Solved – Linear model with log-transformed response vs. generalized linear model with log link

generalized linear modellognormal distributionmodel selection

In this paper titled "CHOOSING AMONG GENERALIZED LINEAR MODELS APPLIED TO MEDICAL DATA" the authors write:

In a generalized linear model, the mean is transformed, by the link
function, instead of transforming the response itself. The two methods
of transformation can lead to quite different results; for example,
the mean of log-transformed responses is not the same as the logarithm
of the mean response
. In general, the former cannot easily be
transformed to a mean response. Thus, transforming the mean often
allows the results to be more easily interpreted, especially in that
mean parameters remain on the same scale as the measured responses.

It appears they advise the fitting of a generalized linear model (GLM) with log link instead of a linear model (LM) with log-transformed response. I do not grasp the advantages of this approach, and it seems quite unusual to me.

My response variable looks log-normally distributed. I get similar results in terms of the coefficients and their standard errors with either approach.

Still I wonder: If a variable has a log-normal distribution, isn't the mean of the log-transformed variable preferable over the log of the mean untransformed variable, as the mean is the natural summary of a normal distribution, and the log-transformed variable is normally distributed, whereas the variable itself is not?

Best Answer

Although it may appear that the mean of the log-transformed variables is preferable (since this is how log-normal is typically parameterised), from a practical point of view, the log of the mean is typically much more useful.

This is particularly true when your model is not exactly correct, and to quote George Box: "All models are wrong, some are useful"

Suppose some quantity is log normally distributed, blood pressure say (I'm not a medic!), and we have two populations, men and women. One might hypothesise that the average blood pressure is higher in women than in men. This exactly corresponds to asking whether log of average blood pressure is higher in women than in men. It is not the same as asking whether the average of log blood pressure is higher in women that man.

Don't get confused by the text book parameterisation of a distribution - it doesn't have any "real" meaning. The log-normal distribution is parameterised by the mean of the log ($\mu_{\ln}$) because of mathematical convenience, but equally we could choose to parameterise it by its actual mean and variance

$\mu = e^{\mu_{\ln} + \sigma_{\ln}^2/2}$

$\sigma^2 = (e^{\sigma^2_{\ln}} -1)e^{2 \mu_{\ln} + \sigma_{\ln}^2}$

Obviously, doing so makes the algebra horribly complicated, but it still works and means the same thing.

Looking at the above formula, we can see an important difference between transforming the variables and transforming the mean. The log of the mean, $\ln(\mu)$, increases as $\sigma^2_{\ln}$ increases, while the mean of the log, $\mu_{\ln}$ doesn't.

This means that women could, on average, have higher blood pressure that men, even though the mean paramater of the log normal distribution ($\mu_{\ln}$) is the same, simply because the variance parameter is larger. This fact would get missed by a test that used log(Blood Pressure).

So far, we have assumed that blood pressure genuinly is log-normal. If the true distributions are not quite log normal, then transforming the data will (typically) make things even worse than above - since we won't quite know what our "mean" parameter actually means. I.e. we won't know those two equations for mean and variance I gave above are correct. Using those to transform back and forth will then introduce additional errors.

· · ·

◆ TASKS TO COMPLETE
1) Rewrite the part of the thread starting with "Although it may" and going on through "women that man.", using "cholesterol level" in place of "blood pressure" throughout.
2) In the thread, whom does the best answer quote, and what is the quotation?
The rows come from a separate source.

◆ PROVIDED INFORMATION
· · ·

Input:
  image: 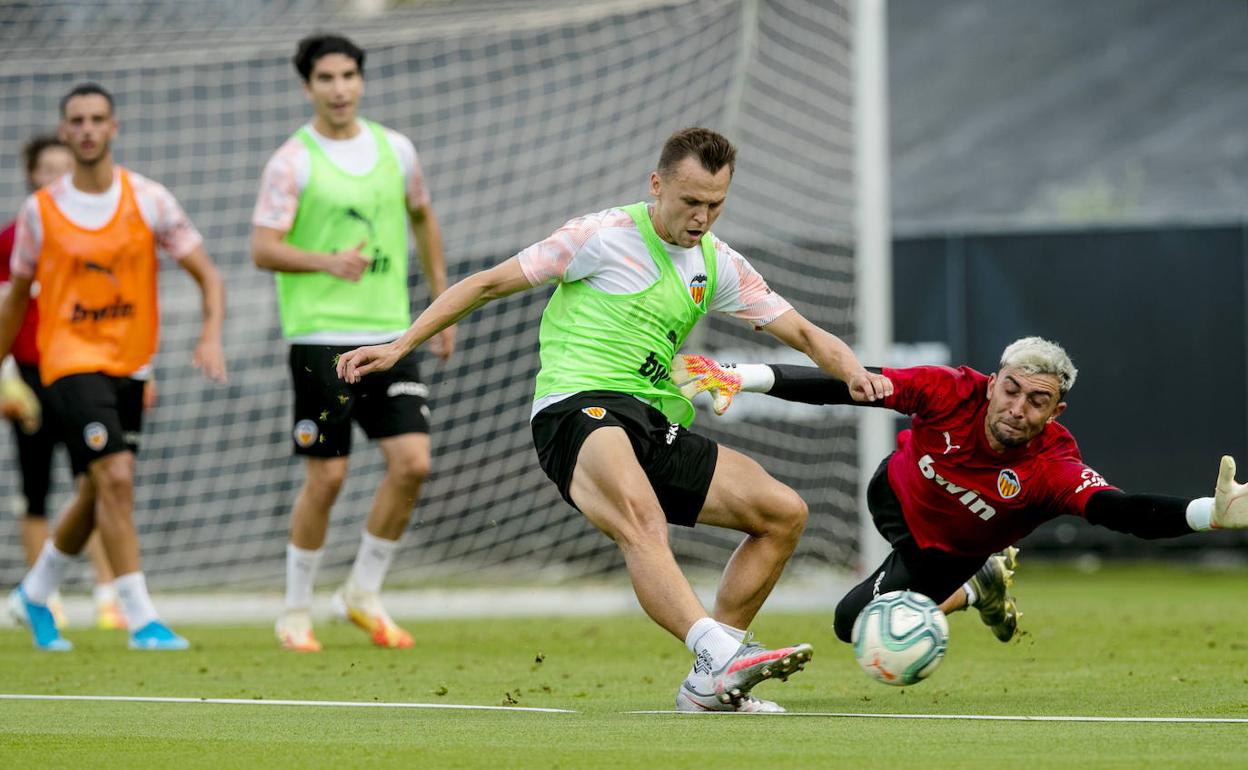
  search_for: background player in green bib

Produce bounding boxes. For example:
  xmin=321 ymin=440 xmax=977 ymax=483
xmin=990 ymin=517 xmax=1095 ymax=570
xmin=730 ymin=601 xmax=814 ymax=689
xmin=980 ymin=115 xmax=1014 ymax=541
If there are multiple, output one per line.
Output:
xmin=252 ymin=35 xmax=454 ymax=651
xmin=338 ymin=129 xmax=891 ymax=711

· · ·

◆ RESULTS
1)
Although it may appear that the mean of the log-transformed variables is preferable (since this is how log-normal is typically parameterised), from a practical point of view, the log of the mean is typically much more useful.

This is particularly true when your model is not exactly correct, and to quote George Box: "All models are wrong, some are useful"

Suppose some quantity is log normally distributed, cholesterol level say (I'm not a medic!), and we have two populations, men and women. One might hypothesise that the average cholesterol level is higher in women than in men. This exactly corresponds to asking whether log of average cholesterol level is higher in women than in men. It is not the same as asking whether the average of log cholesterol level is higher in women that man.

2) George Box: "All models are wrong, some are useful"